What you have to do
Each record is to be repeated exactly as it stands below.

Records for this task
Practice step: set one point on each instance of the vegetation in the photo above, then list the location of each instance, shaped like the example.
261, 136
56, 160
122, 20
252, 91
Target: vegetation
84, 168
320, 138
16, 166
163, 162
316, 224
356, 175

Exercise solution
Practice step: set one point on each instance of the vegetation in the photo above, then list the location of each instance, shaped like the example.
261, 136
56, 160
122, 20
252, 91
Target: vegetation
84, 168
320, 138
16, 166
163, 162
316, 224
356, 175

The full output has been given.